### TEXT PASSAGE
----

Minister of State for Budget and Economic Planning
- Incumbent
- Assumed office 3 March 2026
- President: Bola Tinubu

Minister of State for Finance
- In office 2 November 2024 – 3 March 2026
- President: Bola Tinubu
- Succeeded by: Taiwo Oyedele

Minister of Industry, Trade and Investment
- In office 21 August 2023 – 23 October 2024
- President: Bola Tinubu
- Preceded by: Niyi Adebayo
- Succeeded by: Jumoke Oduwole

Personal details
- Born: Doris Nkiruka Uzoka 16 October 1973 (age 52) Oguta, Imo State, Nigeria
- Party: All Progressives Congress
- Education: University of Benin
- Occupation: Politician; banker; medical doctor;

= Doris Uzoka-Anite =

Nigerian politician and doctor (born 1981)

Doris Nkiruka Uzoka-Anite (born 16 October 1973) is a Nigerian politician, medical doctor and financial analyst. She served as Minister of Industry, Trade and Investment of Nigeria between August 2023 and October 2024. She is the Nigerian Minister of State for Finance, a position she assumed in November 2, 2024.

----

### RECORDS PROVIDED
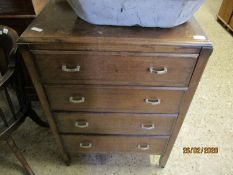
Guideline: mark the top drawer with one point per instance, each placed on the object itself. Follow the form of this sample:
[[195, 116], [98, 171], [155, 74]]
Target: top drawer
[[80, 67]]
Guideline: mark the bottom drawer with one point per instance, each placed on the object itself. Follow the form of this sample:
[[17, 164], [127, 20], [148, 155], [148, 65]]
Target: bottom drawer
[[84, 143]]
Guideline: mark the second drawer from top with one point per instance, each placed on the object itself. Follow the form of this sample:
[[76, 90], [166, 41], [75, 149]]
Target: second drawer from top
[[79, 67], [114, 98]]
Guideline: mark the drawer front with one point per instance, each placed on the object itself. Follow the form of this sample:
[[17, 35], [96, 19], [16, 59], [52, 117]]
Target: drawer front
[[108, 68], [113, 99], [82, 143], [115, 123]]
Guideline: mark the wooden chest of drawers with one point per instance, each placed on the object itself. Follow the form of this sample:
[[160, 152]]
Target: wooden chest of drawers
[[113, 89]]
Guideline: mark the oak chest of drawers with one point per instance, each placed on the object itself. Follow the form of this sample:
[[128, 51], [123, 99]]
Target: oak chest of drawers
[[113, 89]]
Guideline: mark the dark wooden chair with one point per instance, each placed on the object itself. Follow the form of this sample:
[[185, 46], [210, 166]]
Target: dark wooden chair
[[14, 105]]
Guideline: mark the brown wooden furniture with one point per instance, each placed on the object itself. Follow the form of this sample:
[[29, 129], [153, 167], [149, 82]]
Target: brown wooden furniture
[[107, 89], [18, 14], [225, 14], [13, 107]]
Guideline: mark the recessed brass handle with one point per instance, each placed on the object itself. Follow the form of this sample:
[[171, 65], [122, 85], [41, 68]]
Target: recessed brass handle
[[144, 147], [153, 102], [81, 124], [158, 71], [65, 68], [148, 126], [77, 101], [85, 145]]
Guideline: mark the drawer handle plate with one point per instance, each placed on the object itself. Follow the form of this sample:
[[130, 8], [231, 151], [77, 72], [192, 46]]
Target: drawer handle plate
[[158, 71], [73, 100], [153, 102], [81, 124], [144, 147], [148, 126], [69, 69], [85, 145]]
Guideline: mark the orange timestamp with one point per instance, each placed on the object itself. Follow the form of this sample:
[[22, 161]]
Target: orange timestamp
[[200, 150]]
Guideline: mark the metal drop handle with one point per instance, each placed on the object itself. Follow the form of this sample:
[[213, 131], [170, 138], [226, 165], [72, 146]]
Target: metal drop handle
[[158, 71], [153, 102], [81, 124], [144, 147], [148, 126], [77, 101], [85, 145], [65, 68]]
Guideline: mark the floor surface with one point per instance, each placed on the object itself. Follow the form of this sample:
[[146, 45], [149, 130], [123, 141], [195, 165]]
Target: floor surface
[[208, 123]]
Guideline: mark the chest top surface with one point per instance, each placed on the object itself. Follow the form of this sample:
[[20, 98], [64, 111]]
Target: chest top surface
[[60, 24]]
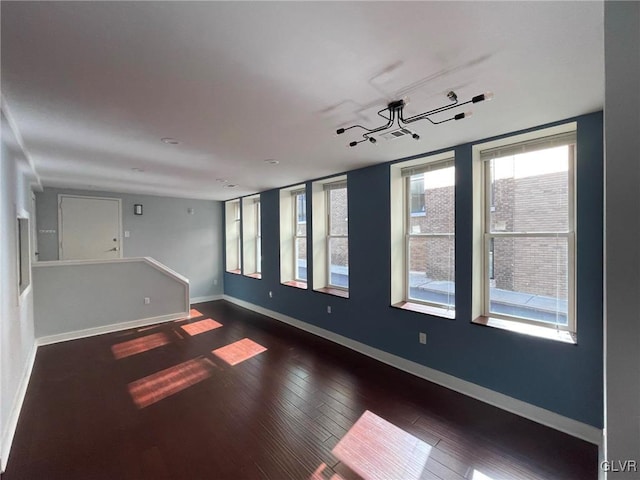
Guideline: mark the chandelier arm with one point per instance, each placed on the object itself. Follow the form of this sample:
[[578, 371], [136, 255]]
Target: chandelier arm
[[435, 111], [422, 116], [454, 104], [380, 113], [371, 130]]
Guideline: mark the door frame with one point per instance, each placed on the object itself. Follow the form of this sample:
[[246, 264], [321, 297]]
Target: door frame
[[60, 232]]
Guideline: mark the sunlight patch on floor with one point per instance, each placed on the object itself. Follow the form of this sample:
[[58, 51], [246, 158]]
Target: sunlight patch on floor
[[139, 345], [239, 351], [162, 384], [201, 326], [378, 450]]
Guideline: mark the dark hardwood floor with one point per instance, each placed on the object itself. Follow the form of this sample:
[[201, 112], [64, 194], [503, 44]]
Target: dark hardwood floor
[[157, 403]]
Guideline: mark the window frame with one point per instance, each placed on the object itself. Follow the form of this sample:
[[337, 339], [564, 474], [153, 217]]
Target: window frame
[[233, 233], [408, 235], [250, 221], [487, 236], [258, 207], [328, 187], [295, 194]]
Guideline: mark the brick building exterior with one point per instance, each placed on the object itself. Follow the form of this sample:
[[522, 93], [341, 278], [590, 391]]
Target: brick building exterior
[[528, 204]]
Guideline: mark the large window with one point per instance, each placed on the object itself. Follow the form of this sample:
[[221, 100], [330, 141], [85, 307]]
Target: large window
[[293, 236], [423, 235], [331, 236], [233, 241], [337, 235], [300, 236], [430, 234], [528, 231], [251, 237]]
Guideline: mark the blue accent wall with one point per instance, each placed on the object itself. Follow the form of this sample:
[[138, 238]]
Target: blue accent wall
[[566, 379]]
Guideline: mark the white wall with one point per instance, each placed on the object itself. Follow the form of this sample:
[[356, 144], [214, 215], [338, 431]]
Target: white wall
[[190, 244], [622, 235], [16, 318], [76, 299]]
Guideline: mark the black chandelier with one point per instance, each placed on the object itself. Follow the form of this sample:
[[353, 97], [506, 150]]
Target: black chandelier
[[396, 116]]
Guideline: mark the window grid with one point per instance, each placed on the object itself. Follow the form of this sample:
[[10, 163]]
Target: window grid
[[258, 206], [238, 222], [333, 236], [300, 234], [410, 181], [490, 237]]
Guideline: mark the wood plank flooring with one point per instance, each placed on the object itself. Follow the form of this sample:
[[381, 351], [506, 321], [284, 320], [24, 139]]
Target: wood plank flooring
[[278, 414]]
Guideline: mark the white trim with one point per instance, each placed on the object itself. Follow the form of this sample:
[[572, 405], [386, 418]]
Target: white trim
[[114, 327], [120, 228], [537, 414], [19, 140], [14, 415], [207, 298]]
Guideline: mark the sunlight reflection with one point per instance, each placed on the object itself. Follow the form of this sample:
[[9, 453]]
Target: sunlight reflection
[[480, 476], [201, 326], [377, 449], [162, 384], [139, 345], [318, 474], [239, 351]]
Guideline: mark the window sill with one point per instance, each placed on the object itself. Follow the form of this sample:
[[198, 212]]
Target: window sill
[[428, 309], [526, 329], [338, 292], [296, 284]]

----

### QUESTIONS
• a. Answer these questions from the profile of Doris Uzoka-Anite:
(i) Who held the post of Minister of Industry, Trade and Investment before her?
(ii) Which university does the profile list for her education?
(iii) In which town and state was she born?
• b. Transcribe the part of the profile of Doris Uzoka-Anite that opens with the words containing "Personal details" and closes with "November 2, 2024.".
Answer using only the text itself.

### EXPECTED RESPONSES
• a.
(i) Niyi Adebayo
(ii) University of Benin
(iii) Oguta, Imo State

• b.
Personal details
- Born: Doris Nkiruka Uzoka 16 October 1973 (age 52) Oguta, Imo State, Nigeria
- Party: All Progressives Congress
- Education: University of Benin
- Occupation: Politician; banker; medical doctor;

= Doris Uzoka-Anite =

Nigerian politician and doctor (born 1981)

Doris Nkiruka Uzoka-Anite (born 16 October 1973) is a Nigerian politician, medical doctor and financial analyst. She served as Minister of Industry, Trade and Investment of Nigeria between August 2023 and October 2024. She is the Nigerian Minister of State for Finance, a position she assumed in November 2, 2024.